[[ Text for analysis open ]]

As a nurse, I know what is best for this resident.
Everybody else does it.
If I don’t discuss this with the resident, he or she doesn’t have the opportunity to tell me about side effects and allergies.
Hiding medication is a violation of resident rights.
This practice may worsen paranoia.
The resident may refuse to eat due to changes in the taste, smell, or consistency of food.
This practice could be interpreted as assault and battery.
If I hide the medication, I am not being truthful.
I should use this as an opportunity to discuss the plan of care and develop strategies to include the resident or support person in decisions.
Nursing Recommendations for Residents Who Refuse Medication
Consider reasons why the resident has refused.
Identify environmental factors that may influence resident understanding, such as extraneous noise, low lighting, or presence of symptoms such as gastric upset or pain; assess for medication side effects.
Document and discuss resident refusal with members of the team immediately.
Discuss and document conversations with resident’s power of attorney, family, or support system.
Consult with primary care providers, pharmacists, and dietary staff regarding whether the route of covert medication is safe.
Consider alternative medications or routes before covertly administering.
After discussion and documentation with interdisciplinary team members, hide only essential medications.
At each encounter, offer medications to resident before covert administration.
Document episodes of covert medication administration on medication records and in resident care notes, which should include any pertinent assessment data.

[[ Text for analysis closed ]]

> **What you will do**:
1) Do these statements agree with the nursing text? Answer yes or no for each, quoting the words that decide it: (a) Hiding medication may worsen paranoia. (b) After team discussion, all of a resident's medications may be hidden. (c) A resident's refusal should be documented and discussed with the team within a week.
2) Rewrite the passage of the nursing text that begins at the words "If I hide the" and stops after "before covertly administering.", putting "physicians" in place of "primary care providers".
3) According to the nursing text, what should be offered to the resident at each encounter before covert administration?
Work from the nursing text alone.

[[ Dataset excerpts open ]]

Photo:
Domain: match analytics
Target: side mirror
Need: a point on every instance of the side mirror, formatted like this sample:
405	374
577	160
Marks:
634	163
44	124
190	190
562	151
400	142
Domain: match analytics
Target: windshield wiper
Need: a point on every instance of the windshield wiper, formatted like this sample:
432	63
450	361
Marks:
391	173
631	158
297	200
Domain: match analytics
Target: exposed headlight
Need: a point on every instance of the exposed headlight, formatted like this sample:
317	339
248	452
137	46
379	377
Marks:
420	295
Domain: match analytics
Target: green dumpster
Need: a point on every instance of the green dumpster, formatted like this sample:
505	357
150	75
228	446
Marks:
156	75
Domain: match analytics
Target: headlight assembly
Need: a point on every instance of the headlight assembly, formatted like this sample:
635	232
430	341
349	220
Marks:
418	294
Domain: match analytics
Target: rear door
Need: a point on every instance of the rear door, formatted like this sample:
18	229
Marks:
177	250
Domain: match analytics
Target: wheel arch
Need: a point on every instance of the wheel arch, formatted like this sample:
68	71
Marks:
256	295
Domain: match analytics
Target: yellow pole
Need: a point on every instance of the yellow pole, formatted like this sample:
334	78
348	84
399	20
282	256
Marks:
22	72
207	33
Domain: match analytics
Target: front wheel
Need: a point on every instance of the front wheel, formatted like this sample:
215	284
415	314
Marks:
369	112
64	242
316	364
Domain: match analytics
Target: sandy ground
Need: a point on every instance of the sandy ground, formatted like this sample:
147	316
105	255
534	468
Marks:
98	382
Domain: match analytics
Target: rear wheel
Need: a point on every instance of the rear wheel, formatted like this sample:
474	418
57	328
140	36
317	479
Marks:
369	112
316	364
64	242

[[ Dataset excerpts closed ]]
[[ Dataset excerpts open ]]

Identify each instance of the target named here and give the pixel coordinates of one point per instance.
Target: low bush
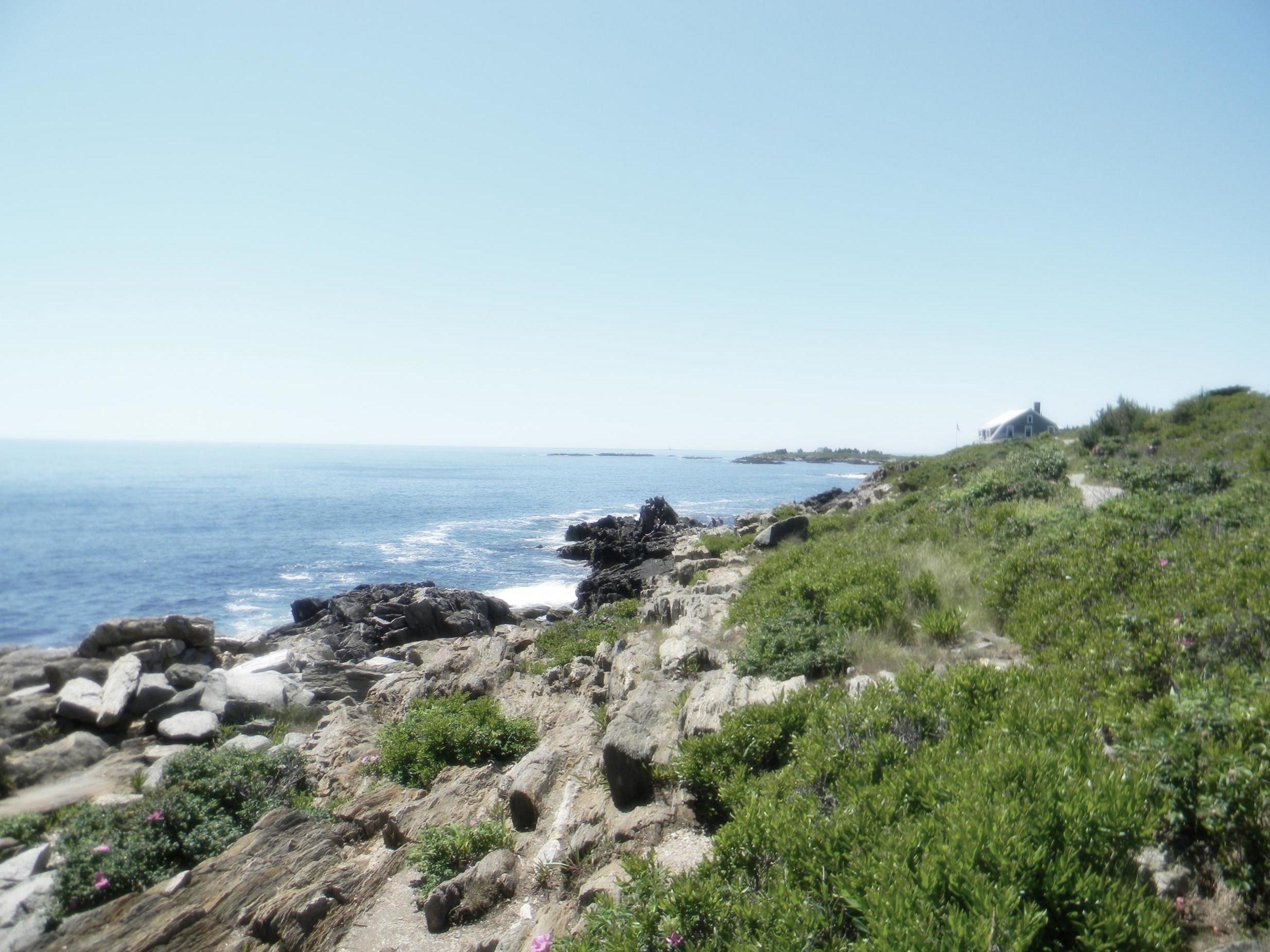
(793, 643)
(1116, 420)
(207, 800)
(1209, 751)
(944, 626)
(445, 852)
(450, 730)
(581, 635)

[[ Dataset excerpts closed ]]

> **Numbered responses**:
1)
(a) Yes: "This practice may worsen paranoia."
(b) No: "hide only essential medications."
(c) No: "Document and discuss resident refusal with members of the team immediately."

2)
If I hide the medication, I am not being truthful.
I should use this as an opportunity to discuss the plan of care and develop strategies to include the resident or support person in decisions.
Nursing Recommendations for Residents Who Refuse Medication
Consider reasons why the resident has refused.
Identify environmental factors that may influence resident understanding, such as extraneous noise, low lighting, or presence of symptoms such as gastric upset or pain; assess for medication side effects.
Document and discuss resident refusal with members of the team immediately.
Discuss and document conversations with resident’s power of attorney, family, or support system.
Consult with physicians, pharmacists, and dietary staff regarding whether the route of covert medication is safe.
Consider alternative medications or routes before covertly administering.

3) Medications.